List every line in the data below that contains the string "Target". Matching is case-sensitive.

-- START Input material --

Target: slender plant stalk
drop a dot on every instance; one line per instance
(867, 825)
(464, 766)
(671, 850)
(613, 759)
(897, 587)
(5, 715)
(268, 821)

-- END Input material --
-- START Input material --

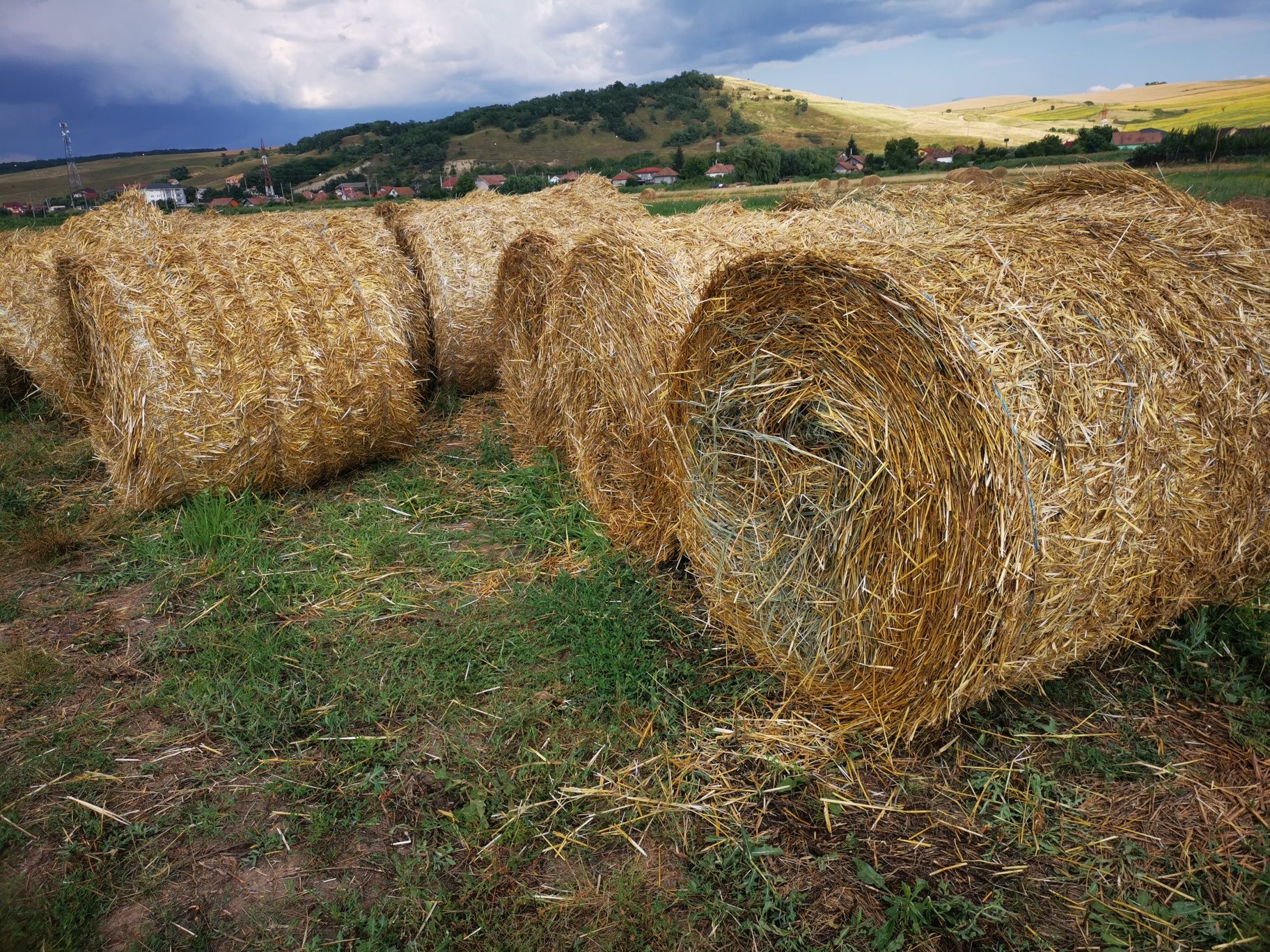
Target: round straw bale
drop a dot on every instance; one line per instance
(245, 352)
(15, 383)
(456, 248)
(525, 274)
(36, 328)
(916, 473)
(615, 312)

-- END Input material --
-- START Input material --

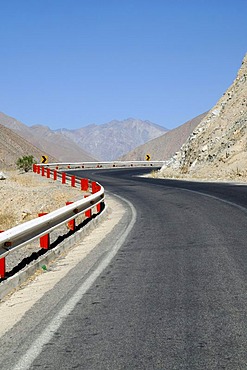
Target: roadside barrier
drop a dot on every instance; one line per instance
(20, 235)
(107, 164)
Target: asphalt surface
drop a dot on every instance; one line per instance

-- END Input material --

__Final result__.
Target: slender plant stalk
Target: round straw bale
Target: roadside barrier
Target: asphalt surface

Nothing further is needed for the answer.